# TASK TO CARRY OUT
Rescale the lines below by copying each one, requests included, with every coordinate in the answers multiplied by 0.85 and rounded to a whole number, halves rounding up. Leave the pictures out of your answer.
** Start **
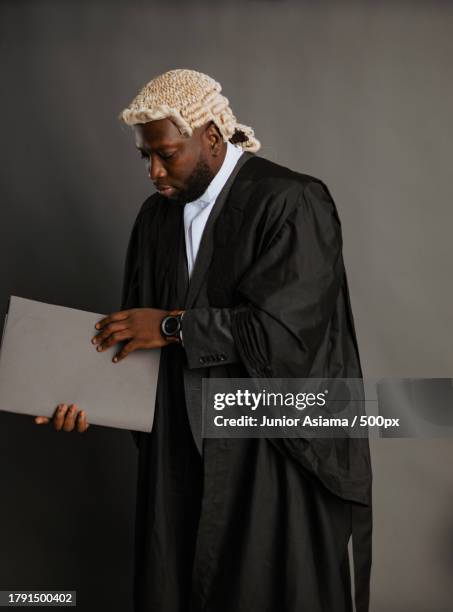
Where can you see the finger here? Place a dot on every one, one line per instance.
(108, 330)
(114, 339)
(41, 420)
(115, 316)
(69, 422)
(127, 348)
(82, 424)
(59, 416)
** End **
# WRITTEN SOLUTION
Where can you see the finger here? Place a dot on every one, one line per instance.
(92, 281)
(97, 288)
(35, 357)
(98, 269)
(59, 359)
(108, 296)
(70, 360)
(50, 354)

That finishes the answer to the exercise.